→ Brief
Write the listing out again, all of it, word for word.

*** Block opens ***

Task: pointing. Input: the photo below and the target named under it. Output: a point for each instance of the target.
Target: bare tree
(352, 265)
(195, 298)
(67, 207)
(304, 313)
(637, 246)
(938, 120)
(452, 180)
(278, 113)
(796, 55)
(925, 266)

*** Block closes ***

→ Answer to the problem
Task: pointing. Input: the photo below and the target named under it. Output: a point for each instance of the target.
Target: bare tree
(352, 265)
(195, 298)
(67, 207)
(304, 313)
(637, 246)
(938, 120)
(452, 180)
(278, 113)
(796, 55)
(925, 266)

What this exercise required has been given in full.